> **TASK**: In the part that opens with the line containing "Trace the outline of every instance of the <item>square" and closes with the line containing "59), (122, 51)]", change "square window opening" to "rectangular window opening" and give those lines again with nothing else altered.

+++ EXCERPTED DATA

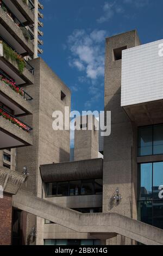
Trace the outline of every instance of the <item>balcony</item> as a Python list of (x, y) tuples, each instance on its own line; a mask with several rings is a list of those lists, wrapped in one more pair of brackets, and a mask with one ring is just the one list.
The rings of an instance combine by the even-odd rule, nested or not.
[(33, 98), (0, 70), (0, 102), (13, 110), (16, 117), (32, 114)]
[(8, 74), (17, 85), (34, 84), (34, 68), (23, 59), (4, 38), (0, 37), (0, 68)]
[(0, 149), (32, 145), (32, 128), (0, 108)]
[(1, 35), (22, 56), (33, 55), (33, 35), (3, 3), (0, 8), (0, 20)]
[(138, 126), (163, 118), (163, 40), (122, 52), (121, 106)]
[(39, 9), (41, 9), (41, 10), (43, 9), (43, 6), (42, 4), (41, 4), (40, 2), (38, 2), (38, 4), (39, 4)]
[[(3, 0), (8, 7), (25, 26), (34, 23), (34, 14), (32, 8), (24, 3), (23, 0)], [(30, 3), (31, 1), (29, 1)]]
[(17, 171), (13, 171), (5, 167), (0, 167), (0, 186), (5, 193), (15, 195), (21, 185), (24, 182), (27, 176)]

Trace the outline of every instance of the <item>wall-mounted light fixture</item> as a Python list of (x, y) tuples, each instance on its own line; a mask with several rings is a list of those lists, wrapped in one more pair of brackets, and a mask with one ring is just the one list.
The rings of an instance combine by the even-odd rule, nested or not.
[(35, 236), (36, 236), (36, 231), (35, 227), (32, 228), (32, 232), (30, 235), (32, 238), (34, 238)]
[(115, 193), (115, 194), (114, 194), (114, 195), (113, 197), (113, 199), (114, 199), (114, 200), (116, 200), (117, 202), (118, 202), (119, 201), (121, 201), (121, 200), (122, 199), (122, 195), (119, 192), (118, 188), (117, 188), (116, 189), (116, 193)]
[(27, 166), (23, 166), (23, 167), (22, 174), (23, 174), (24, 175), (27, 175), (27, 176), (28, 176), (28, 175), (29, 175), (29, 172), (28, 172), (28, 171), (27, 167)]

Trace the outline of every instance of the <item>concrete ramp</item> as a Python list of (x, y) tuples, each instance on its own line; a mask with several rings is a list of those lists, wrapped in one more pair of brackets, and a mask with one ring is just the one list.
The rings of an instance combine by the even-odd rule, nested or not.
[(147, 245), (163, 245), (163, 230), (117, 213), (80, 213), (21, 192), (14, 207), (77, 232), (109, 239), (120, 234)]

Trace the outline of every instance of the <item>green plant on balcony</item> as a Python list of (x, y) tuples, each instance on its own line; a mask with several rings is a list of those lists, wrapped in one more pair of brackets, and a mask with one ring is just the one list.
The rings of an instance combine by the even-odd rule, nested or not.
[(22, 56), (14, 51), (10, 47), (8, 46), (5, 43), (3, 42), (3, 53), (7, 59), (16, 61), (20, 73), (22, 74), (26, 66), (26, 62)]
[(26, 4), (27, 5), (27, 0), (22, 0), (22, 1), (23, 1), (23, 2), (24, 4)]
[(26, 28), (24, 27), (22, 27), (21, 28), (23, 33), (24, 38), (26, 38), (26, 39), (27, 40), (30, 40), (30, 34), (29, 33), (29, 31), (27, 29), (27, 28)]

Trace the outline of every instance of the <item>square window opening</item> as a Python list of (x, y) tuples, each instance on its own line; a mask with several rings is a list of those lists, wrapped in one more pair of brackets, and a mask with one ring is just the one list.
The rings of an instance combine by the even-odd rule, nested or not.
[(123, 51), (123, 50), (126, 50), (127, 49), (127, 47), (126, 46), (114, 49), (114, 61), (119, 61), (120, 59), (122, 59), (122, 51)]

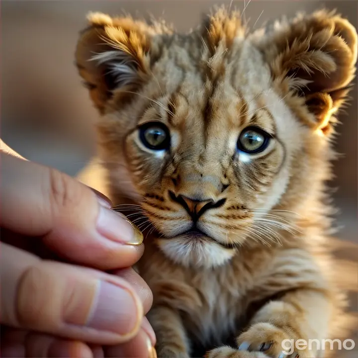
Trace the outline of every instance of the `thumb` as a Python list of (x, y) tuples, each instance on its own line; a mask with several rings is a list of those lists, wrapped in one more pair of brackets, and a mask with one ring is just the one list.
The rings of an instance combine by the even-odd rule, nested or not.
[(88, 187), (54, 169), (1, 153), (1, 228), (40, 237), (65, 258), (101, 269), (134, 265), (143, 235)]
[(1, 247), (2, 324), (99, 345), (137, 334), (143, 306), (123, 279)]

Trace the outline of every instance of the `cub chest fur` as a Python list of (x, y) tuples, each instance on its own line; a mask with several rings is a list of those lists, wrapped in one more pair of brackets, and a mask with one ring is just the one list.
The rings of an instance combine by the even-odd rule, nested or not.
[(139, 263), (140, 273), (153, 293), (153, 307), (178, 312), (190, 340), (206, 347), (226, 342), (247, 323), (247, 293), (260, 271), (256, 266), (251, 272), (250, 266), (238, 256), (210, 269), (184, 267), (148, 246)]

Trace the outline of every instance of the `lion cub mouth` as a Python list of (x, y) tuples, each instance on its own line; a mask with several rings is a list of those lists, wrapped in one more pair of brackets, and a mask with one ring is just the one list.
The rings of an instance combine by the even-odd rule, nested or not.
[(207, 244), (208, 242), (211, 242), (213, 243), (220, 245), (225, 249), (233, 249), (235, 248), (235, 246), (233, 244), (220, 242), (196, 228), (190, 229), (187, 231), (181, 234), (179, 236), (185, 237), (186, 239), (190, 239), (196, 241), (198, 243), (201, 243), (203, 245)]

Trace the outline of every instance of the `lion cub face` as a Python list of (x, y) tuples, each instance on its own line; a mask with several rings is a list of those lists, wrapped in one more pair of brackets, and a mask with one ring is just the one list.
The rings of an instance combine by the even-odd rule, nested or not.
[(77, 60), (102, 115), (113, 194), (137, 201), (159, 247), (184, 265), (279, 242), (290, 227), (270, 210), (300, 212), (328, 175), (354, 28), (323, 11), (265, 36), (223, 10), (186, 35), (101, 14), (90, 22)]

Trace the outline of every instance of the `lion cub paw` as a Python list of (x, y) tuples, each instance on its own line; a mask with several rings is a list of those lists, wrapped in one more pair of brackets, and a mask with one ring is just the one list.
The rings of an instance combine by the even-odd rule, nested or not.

++++++

> **EXERCISE SOLUTION**:
Trace the outline of every instance of the <item>rectangular window opening</item> as a Python list of (x, y) tuples, each instance on its own line; a mask with several rings is a list of those lists, wrapped in one more pair of brackets, and a mask with one ring is just the one list.
The rings of an instance combine by the even-odd rule, nested or not.
[(123, 51), (123, 50), (126, 50), (127, 49), (127, 47), (126, 46), (114, 49), (114, 61), (119, 61), (120, 59), (122, 59), (122, 51)]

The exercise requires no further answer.